TASK DETAILS →
Reproduce all of the material below word for word, leaving out the pictures.

Collected data entries →
══════════

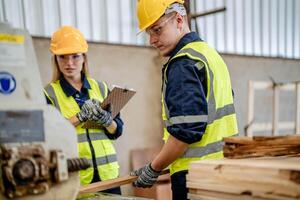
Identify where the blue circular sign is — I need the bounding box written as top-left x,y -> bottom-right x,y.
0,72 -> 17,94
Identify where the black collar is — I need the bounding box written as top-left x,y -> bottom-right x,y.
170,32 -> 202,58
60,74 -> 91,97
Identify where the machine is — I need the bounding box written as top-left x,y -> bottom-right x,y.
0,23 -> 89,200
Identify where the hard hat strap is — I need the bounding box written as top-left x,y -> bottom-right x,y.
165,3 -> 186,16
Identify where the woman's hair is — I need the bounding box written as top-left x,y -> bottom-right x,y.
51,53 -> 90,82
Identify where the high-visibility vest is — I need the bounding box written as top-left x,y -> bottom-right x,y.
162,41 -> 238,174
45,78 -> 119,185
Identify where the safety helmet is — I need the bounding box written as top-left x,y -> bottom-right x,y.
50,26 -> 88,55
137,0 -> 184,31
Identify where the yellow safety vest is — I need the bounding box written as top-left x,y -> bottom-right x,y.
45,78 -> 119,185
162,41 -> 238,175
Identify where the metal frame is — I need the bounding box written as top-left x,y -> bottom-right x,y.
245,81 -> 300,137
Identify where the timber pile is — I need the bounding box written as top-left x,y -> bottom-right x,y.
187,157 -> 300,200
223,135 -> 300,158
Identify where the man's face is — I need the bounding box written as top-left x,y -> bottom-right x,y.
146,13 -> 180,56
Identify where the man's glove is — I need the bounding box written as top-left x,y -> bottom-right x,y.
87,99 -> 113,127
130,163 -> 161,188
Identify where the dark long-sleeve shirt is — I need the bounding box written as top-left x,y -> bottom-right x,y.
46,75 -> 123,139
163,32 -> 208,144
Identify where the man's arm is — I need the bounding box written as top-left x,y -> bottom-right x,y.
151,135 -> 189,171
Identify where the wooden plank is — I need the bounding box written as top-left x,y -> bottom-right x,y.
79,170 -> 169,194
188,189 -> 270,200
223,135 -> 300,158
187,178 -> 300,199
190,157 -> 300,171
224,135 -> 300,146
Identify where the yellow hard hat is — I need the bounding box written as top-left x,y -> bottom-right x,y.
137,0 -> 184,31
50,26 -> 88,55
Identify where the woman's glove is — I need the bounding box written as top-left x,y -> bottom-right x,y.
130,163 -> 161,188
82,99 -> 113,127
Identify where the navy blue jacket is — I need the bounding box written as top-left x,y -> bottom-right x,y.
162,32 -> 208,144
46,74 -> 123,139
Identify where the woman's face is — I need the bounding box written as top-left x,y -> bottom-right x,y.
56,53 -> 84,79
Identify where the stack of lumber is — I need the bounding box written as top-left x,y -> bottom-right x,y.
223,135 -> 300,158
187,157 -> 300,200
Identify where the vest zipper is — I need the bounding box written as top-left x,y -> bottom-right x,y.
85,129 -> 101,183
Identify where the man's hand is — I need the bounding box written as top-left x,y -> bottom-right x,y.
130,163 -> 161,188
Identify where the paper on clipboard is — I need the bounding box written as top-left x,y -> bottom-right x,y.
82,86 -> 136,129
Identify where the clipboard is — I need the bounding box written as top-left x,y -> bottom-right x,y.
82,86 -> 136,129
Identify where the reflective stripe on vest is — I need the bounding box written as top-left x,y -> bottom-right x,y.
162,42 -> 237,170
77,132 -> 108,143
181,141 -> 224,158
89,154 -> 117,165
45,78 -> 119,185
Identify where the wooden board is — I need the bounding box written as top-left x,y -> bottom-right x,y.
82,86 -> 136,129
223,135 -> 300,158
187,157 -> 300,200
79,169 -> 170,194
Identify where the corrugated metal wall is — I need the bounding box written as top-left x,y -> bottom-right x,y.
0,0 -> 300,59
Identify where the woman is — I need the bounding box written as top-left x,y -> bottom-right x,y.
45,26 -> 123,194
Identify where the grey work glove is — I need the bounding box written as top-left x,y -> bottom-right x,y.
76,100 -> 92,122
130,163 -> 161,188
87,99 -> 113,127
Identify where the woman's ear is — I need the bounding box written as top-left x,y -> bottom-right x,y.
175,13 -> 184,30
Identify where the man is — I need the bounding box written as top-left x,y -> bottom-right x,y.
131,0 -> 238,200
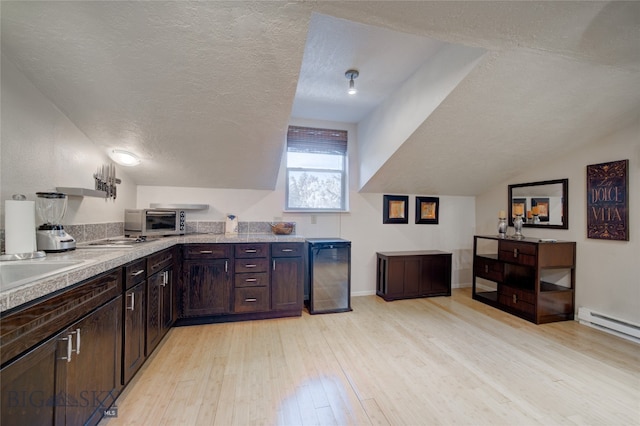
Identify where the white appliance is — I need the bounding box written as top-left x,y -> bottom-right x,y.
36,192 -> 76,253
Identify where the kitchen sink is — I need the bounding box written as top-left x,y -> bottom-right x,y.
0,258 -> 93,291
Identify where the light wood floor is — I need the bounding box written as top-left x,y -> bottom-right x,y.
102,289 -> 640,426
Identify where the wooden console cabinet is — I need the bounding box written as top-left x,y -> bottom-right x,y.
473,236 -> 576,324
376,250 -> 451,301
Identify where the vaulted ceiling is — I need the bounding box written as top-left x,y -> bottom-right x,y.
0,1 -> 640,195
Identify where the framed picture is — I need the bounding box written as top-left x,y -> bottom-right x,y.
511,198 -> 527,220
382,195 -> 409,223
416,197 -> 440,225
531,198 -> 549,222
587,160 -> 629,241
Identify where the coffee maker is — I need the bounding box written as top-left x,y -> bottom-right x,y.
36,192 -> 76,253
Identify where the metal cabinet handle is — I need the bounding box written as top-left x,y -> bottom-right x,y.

══════════

COMPLETE RESPONSE →
Identify where the blue circular sign is — I need the bounding box written as top-left x,y -> bottom-right x,y.
0,72 -> 17,94
Identify where the black collar is — I need the bounding box written as top-left x,y -> bottom-right x,y.
170,32 -> 202,58
60,74 -> 91,97
Identify where the machine is — I need the bounding box written as top-left x,y -> bottom-right x,y.
0,23 -> 89,200
Identify where the hard hat strap is — I need the bounding box written as top-left x,y -> bottom-right x,y.
165,3 -> 186,16
Identify where the woman's hair is — I need the bounding box written as top-left x,y -> bottom-right x,y.
51,53 -> 90,82
Identify where the high-visibility vest is — I need the bounding box written as top-left x,y -> bottom-right x,y.
162,41 -> 238,174
45,78 -> 119,185
Identify where the safety helmet is — I need the bounding box written as top-left x,y -> bottom-right x,y.
50,26 -> 88,55
137,0 -> 184,31
Identify where the yellow safety vest is — I need the bounding box written as top-left x,y -> bottom-right x,y.
45,78 -> 119,185
162,41 -> 238,175
Identify where the metal frame is — I need the bounding box written as top-left x,y -> bottom-right x,y.
245,81 -> 300,137
Identify where the timber pile is — I need the bounding box written as top-left x,y -> bottom-right x,y.
187,157 -> 300,200
223,135 -> 300,158
Identify where the man's face is — I need the bounding box written as top-left x,y -> bottom-right x,y.
146,13 -> 180,56
Identify where the man's glove is — I need the bounding box written as top-left x,y -> bottom-right x,y.
87,99 -> 113,127
130,163 -> 161,188
Identify where the dark long-sleeve shirt is — I need the bounding box written as top-left x,y -> bottom-right x,y.
46,75 -> 123,139
163,32 -> 208,144
Identify where the man's arm is — I need the bounding box written as top-left x,y -> bottom-right x,y.
151,135 -> 189,171
Identify where the wooden plank is — I need the bounding box written as top-left x,y -> bottom-right x,y.
79,170 -> 169,194
188,189 -> 270,200
223,135 -> 300,158
187,178 -> 300,199
190,157 -> 300,171
224,135 -> 300,146
Identify where the yellow hard hat is — I need the bounding box written as top-left x,y -> bottom-right x,y.
137,0 -> 184,31
50,26 -> 88,55
Identify where the woman's glove is — I need the bounding box written as top-left x,y -> bottom-right x,y.
130,163 -> 161,188
82,99 -> 113,127
Identify where the navy blue jacket is — I need the bounding box written as top-left x,y -> bottom-right x,y.
162,32 -> 208,144
46,74 -> 123,139
Identify where the woman's face is — I need the bounding box written as top-left x,y -> bottom-right x,y.
56,53 -> 84,79
Identify where the stack of lumber is — I need the bounding box written as top-left x,y -> bottom-right x,y.
223,135 -> 300,158
187,157 -> 300,200
Identify where the vest zipper is — I need the bounding box written as top-left x,y -> bottom-right x,y.
85,129 -> 101,183
Identify where the man's hand is — I need the bounding box written as top-left x,y -> bottom-right x,y.
130,163 -> 161,188
Identify where the paper on clipboard is — I need the bounding box written as top-left x,y -> bottom-right x,y.
82,86 -> 136,129
Identify where the clipboard is — I need the bounding box written as top-left x,y -> bottom-right x,y.
82,86 -> 136,129
Identify where the reflective stripe on vest is — I need the bounding box written as top-left x,y -> bottom-right x,y.
162,42 -> 237,170
77,132 -> 108,143
181,141 -> 224,158
89,154 -> 117,165
45,78 -> 119,185
Identify where the wooden board is — I need the bounding box written as top-left x,y -> bottom-right x,y.
82,86 -> 136,129
223,135 -> 300,158
187,157 -> 300,200
79,169 -> 170,194
Identify where the corrugated metal wall is — I need the bounding box written as top-left x,y -> bottom-right x,y.
0,0 -> 300,59
Identify where the woman is — I need the bounding box written as top-left x,y -> bottom-right x,y.
45,26 -> 123,194
Identify where the grey work glove is — I need the bounding box written as top-left x,y -> bottom-right x,y.
76,100 -> 92,122
130,163 -> 161,188
87,99 -> 113,127
Identify where the woman's ear is — I need the bounding box written as top-left x,y -> bottom-right x,y.
175,13 -> 184,30
Identify where the man is — I need the bounding box written as top-left x,y -> bottom-right x,y.
131,0 -> 238,200
Identify where the white appliance is — I need the bounding box written as top-left x,y -> bottom-right x,y.
36,192 -> 76,253
Identify where the kitchen sink is — I need the bounding box written as top-left x,y -> bottom-right x,y.
0,258 -> 93,291
Identify where the light wood floor is — I need the bounding box written as top-left x,y -> bottom-right x,y.
102,289 -> 640,426
Identify where the wooden console cabinet is — I need the bounding box written as top-left x,y -> bottom-right x,y.
473,236 -> 576,324
376,250 -> 451,301
Identify where the vaulted ceiling is — I need the bounding box written as top-left x,y -> bottom-right x,y.
0,1 -> 640,195
Identify where the framed picture is — I need the bounding box written as top-left x,y -> bottom-right x,y.
511,198 -> 527,220
382,195 -> 409,223
416,197 -> 440,225
531,198 -> 549,222
587,160 -> 629,241
Identify where the coffee maker is — I need the bounding box written as top-left x,y -> bottom-right x,y.
36,192 -> 76,253
Identify where the metal cabinet handle is — I need the bounding box written as top-left x,y -> bottom-right x,y.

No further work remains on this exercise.